[MATERIAL SHOWN]

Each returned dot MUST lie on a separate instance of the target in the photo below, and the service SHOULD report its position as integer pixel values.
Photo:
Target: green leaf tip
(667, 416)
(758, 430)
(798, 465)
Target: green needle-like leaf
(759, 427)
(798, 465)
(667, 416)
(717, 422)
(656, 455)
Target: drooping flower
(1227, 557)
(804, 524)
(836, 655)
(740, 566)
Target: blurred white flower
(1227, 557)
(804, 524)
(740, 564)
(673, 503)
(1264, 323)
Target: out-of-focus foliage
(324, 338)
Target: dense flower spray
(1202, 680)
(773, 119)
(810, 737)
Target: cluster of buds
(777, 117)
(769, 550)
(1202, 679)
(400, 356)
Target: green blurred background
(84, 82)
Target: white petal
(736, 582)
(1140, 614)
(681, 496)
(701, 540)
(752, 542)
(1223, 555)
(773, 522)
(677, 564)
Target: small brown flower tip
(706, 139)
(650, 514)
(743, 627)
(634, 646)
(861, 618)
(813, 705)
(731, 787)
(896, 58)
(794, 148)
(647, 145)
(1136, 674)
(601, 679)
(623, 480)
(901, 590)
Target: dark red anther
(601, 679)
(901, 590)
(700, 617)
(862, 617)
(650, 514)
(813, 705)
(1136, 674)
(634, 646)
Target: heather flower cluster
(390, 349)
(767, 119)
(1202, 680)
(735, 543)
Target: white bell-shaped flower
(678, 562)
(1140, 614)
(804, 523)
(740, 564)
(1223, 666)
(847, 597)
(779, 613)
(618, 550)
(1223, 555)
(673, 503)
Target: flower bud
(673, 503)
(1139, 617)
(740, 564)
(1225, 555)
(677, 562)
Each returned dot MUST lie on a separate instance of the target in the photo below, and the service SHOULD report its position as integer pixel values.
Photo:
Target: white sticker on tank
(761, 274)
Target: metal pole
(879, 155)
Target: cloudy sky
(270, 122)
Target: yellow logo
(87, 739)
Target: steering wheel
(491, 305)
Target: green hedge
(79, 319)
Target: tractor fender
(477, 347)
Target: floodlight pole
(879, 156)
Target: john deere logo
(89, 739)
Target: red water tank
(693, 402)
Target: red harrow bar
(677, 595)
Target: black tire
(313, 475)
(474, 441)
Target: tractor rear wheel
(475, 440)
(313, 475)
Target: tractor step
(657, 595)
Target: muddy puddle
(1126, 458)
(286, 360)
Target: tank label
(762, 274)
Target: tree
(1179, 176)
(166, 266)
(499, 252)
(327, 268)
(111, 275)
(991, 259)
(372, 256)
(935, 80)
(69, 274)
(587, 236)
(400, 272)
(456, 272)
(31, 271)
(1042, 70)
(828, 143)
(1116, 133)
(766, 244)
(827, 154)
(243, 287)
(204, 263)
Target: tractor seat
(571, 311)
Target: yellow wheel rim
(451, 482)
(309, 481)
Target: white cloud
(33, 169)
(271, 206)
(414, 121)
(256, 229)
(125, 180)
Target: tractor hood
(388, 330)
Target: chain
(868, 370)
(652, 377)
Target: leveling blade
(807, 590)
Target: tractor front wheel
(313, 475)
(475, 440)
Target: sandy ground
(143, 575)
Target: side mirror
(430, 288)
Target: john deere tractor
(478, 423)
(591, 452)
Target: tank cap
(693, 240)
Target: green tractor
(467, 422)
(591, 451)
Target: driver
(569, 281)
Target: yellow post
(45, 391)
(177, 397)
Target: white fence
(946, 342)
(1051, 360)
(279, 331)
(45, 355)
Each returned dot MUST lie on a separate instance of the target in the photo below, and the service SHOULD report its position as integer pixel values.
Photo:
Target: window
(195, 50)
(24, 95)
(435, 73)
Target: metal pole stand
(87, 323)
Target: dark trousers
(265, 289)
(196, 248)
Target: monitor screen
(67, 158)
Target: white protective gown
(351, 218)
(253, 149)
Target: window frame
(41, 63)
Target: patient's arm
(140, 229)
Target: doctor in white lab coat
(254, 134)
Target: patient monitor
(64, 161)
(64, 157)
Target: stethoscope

[/MATERIAL SHOWN]

▸ WHAT IS BEING ASKED
The entries above should be copied out exactly, with none left out.

▸ ANSWER BOX
Each returned dot MUST lie on a separate instance of the target in the photo below, and the service SHOULD report its position as integer pixel values.
Photo:
Target: green leaf tip
(667, 416)
(758, 430)
(798, 465)
Target: green needle-like leaf
(759, 427)
(798, 465)
(667, 416)
(717, 422)
(656, 455)
Target: drooping flower
(1227, 557)
(804, 524)
(836, 655)
(740, 566)
Target: blurred white flower
(1227, 557)
(804, 524)
(740, 564)
(673, 503)
(1264, 323)
Target: out-of-focus foliage
(324, 338)
Target: dense flower spray
(1202, 680)
(773, 119)
(810, 737)
Target: cluster of buds
(777, 117)
(769, 550)
(1202, 679)
(400, 356)
Target: green blurred background
(84, 82)
Target: white petal
(736, 582)
(1140, 614)
(681, 496)
(701, 540)
(752, 542)
(1223, 555)
(773, 522)
(677, 564)
Target: small brown flower tip
(706, 139)
(650, 514)
(743, 627)
(634, 646)
(861, 618)
(813, 705)
(731, 787)
(896, 58)
(794, 148)
(647, 145)
(1136, 674)
(601, 679)
(623, 480)
(901, 590)
Target: dark red anther
(601, 679)
(901, 590)
(700, 617)
(862, 617)
(650, 514)
(813, 705)
(1136, 674)
(634, 646)
Target: heather flower cluster
(390, 349)
(767, 119)
(1202, 680)
(735, 543)
Target: white bell-shaped flower
(678, 562)
(1140, 614)
(804, 523)
(740, 564)
(1223, 666)
(847, 597)
(779, 613)
(618, 550)
(1223, 555)
(673, 503)
Target: flower bud
(673, 503)
(1139, 617)
(740, 564)
(1225, 555)
(677, 562)
Each returned dot MUST lie on a separate instance of the target in the photo below, and the service SHOULD report its position as integer pixel values.
Photo:
Target: white sticker on tank
(761, 274)
Target: metal pole
(879, 155)
Target: cloudy sky
(270, 122)
Target: yellow logo
(87, 739)
Target: steering wheel
(491, 305)
Target: green hedge
(79, 319)
Target: tractor fender
(477, 347)
Target: floodlight pole
(879, 156)
Target: john deere logo
(89, 739)
Target: red water tank
(693, 402)
Target: red harrow bar
(677, 595)
Target: black tire
(313, 475)
(474, 441)
Target: tractor rear wheel
(475, 440)
(313, 475)
Target: tractor step
(657, 595)
Target: muddy puddle
(1126, 458)
(286, 360)
Target: tank label
(762, 274)
Target: tree
(1179, 176)
(166, 266)
(499, 252)
(327, 268)
(111, 275)
(991, 259)
(372, 256)
(935, 80)
(69, 274)
(587, 236)
(400, 272)
(456, 272)
(31, 271)
(1042, 70)
(828, 143)
(1116, 133)
(766, 244)
(827, 154)
(243, 287)
(204, 263)
Target: tractor seat
(571, 311)
Target: yellow wheel rim
(451, 482)
(309, 481)
Target: white cloud
(33, 169)
(271, 206)
(414, 121)
(256, 229)
(125, 180)
Target: tractor hood
(388, 330)
Target: chain
(868, 370)
(652, 377)
Target: leveling blade
(807, 590)
Target: tractor front wheel
(313, 475)
(475, 440)
Target: sandy ground
(143, 575)
Target: side mirror
(430, 288)
Target: john deere tractor
(478, 423)
(591, 452)
Target: tank cap
(693, 240)
Target: green tractor
(467, 422)
(591, 451)
Target: driver
(569, 281)
Target: yellow post
(45, 391)
(177, 397)
Target: white fence
(946, 342)
(1051, 360)
(279, 331)
(45, 355)
Each returned dot MUST lie on a separate instance of the target in the photo below, and the service SHOULD report its position as integer pixel values.
Photo:
Target: window
(195, 50)
(24, 95)
(435, 73)
Target: metal pole stand
(87, 323)
Target: dark trousers
(265, 289)
(196, 248)
Target: monitor screen
(67, 158)
Target: white protective gown
(351, 218)
(253, 149)
Target: window frame
(41, 63)
Target: patient's arm
(140, 229)
Target: doctor in white lab coat
(254, 134)
Target: patient monitor
(64, 161)
(64, 157)
Target: stethoscope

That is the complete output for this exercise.